_Exercise description_
Could you restate every entry word for word, leaving the pictures out?

** Extracted records follows **

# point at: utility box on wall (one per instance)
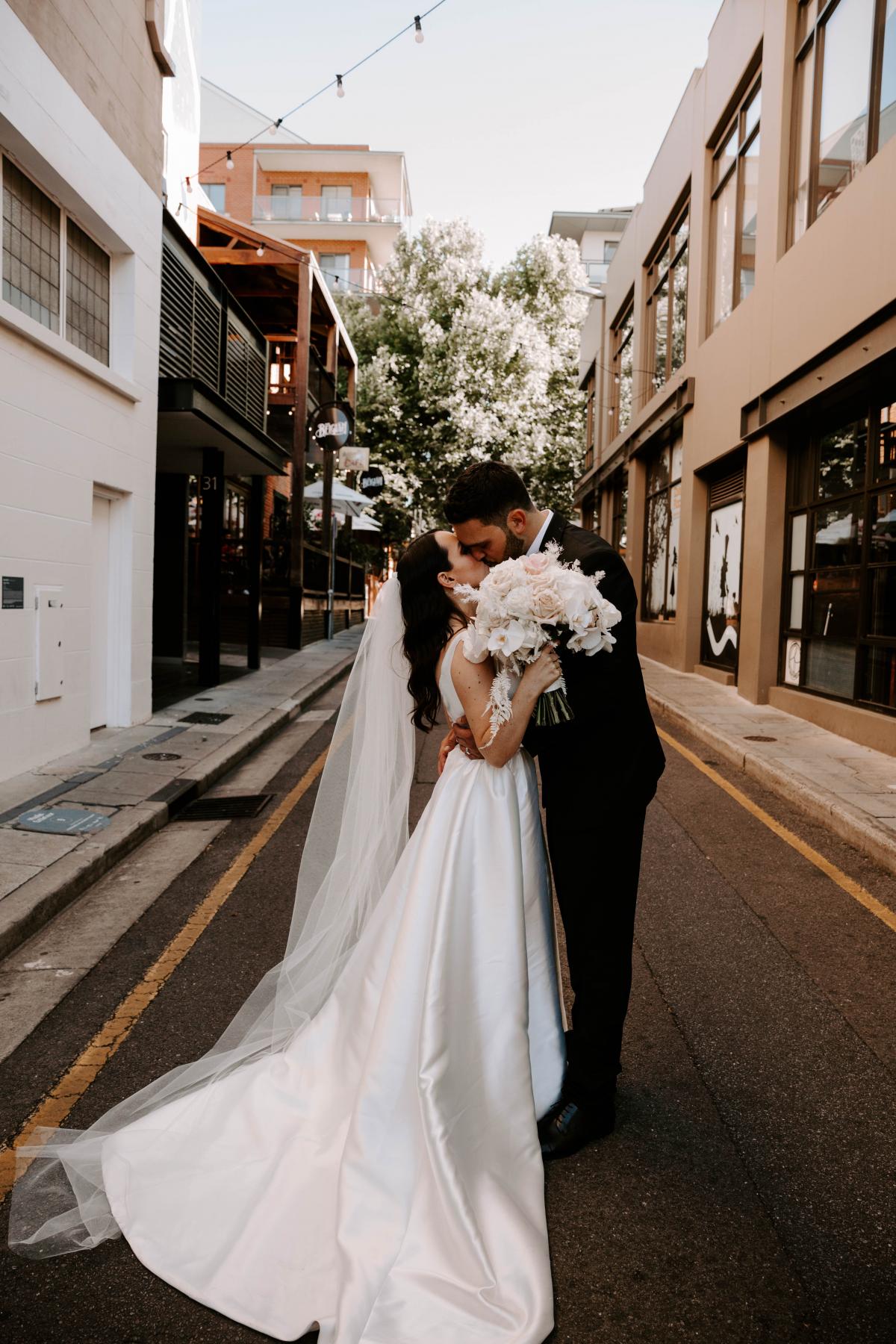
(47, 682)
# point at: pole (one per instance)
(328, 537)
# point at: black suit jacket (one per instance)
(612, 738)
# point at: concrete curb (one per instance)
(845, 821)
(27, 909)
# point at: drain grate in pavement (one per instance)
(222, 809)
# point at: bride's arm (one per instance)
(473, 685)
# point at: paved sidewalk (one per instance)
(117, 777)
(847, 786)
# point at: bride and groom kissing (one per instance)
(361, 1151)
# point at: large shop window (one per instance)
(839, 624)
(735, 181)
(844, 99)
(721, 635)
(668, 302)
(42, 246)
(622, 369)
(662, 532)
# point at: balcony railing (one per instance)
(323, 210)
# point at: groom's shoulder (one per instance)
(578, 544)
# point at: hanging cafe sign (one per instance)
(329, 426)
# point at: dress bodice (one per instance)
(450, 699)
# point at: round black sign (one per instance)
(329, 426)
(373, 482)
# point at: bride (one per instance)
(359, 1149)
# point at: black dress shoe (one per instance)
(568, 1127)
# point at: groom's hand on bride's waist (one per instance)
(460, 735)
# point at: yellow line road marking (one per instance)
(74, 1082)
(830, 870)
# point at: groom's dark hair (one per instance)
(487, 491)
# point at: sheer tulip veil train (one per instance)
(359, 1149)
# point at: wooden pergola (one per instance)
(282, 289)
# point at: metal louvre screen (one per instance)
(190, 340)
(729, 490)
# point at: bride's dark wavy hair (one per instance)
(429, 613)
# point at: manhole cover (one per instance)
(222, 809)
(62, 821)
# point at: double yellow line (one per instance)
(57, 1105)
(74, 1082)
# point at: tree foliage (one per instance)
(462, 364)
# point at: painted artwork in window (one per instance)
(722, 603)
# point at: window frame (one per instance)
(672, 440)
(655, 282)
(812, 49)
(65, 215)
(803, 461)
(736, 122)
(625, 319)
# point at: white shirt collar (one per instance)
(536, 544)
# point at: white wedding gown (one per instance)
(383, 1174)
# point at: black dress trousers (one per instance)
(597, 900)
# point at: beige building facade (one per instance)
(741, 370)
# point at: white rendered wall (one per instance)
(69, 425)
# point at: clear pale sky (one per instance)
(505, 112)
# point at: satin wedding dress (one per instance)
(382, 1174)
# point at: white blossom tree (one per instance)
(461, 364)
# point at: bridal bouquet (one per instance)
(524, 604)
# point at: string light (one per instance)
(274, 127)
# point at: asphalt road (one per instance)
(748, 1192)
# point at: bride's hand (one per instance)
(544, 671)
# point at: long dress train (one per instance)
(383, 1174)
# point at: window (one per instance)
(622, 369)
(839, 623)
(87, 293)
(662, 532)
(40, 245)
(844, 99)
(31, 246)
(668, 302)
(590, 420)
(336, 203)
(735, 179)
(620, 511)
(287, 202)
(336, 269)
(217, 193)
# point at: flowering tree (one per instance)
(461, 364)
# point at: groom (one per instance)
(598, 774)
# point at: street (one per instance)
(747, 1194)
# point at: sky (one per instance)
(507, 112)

** End of Extracted records **

_Answer_
# point at: utility box on wall (one per instance)
(47, 682)
# point at: pole (one per instance)
(328, 537)
# point at: black suit jacket (one per instance)
(612, 738)
# point at: concrete curb (one per instance)
(845, 821)
(27, 909)
# point at: drain grate in pavement (one per instance)
(222, 809)
# point at: bride's arm (one per instance)
(473, 685)
# point at: paved sidewalk (one per instance)
(117, 777)
(847, 786)
# point at: bride and groom kissing (one per instance)
(361, 1151)
# point at: large shop window (one per instance)
(839, 624)
(735, 181)
(844, 99)
(721, 635)
(668, 302)
(42, 246)
(622, 369)
(662, 532)
# point at: balcony railing (one per instance)
(323, 210)
# point at: groom's shoulder (one per instance)
(578, 544)
# point at: hanging cafe sign (one per instance)
(329, 426)
# point at: dress bodice (one per instance)
(450, 699)
# point at: round black sign (one per instance)
(329, 426)
(373, 482)
# point at: bride (one per instance)
(359, 1149)
# point at: black dress shoe (one per instance)
(568, 1127)
# point at: groom's hand on bride's waist (one per instance)
(460, 735)
# point at: yellow line road marking (one per instance)
(74, 1082)
(830, 870)
# point at: groom's dark hair (one per instance)
(487, 491)
# point at: sheer tulip veil train (one per instance)
(359, 1149)
# point at: wooden pergola (one per instance)
(282, 289)
# point at: metal louvre screen (one per instance)
(190, 340)
(729, 490)
# point at: bride's dark wavy hair (one per instance)
(429, 613)
# point at: manhole cover (one per instance)
(222, 809)
(62, 821)
# point at: double yellow line (one per instance)
(57, 1105)
(74, 1082)
# point at: tree foliage (one per instance)
(462, 364)
# point at: painted artwork in window (one per instance)
(722, 603)
# point at: window frame (one per instance)
(672, 440)
(655, 282)
(812, 49)
(65, 215)
(803, 461)
(736, 122)
(625, 319)
# point at: white shirt collar (one per instance)
(536, 544)
# point at: white wedding gown (one per instance)
(383, 1174)
# point at: black dress trousers (one per instance)
(597, 900)
# point at: beige building facade (one per instance)
(741, 370)
# point at: white rendered wall (one per instance)
(69, 425)
# point at: clear pale sky (one per instance)
(505, 112)
# point at: satin wedding dress (one per instance)
(382, 1174)
# point at: white blossom tree (one per instance)
(461, 364)
# point at: bridal bouquet (one per instance)
(524, 604)
# point at: string light (one per instance)
(274, 127)
# point at: asphalt road (one per instance)
(748, 1192)
# point at: bride's hand (one per instance)
(544, 671)
# point at: long dress train (one per instance)
(383, 1174)
# point at: window (one per instance)
(622, 369)
(839, 623)
(87, 293)
(662, 532)
(40, 245)
(844, 99)
(31, 246)
(668, 302)
(590, 420)
(336, 203)
(735, 179)
(620, 511)
(287, 202)
(336, 269)
(217, 193)
# point at: flowering tree (one per instance)
(461, 364)
# point at: groom (one per instance)
(598, 774)
# point at: street (one per instance)
(747, 1194)
# point at: sky (one per instance)
(507, 112)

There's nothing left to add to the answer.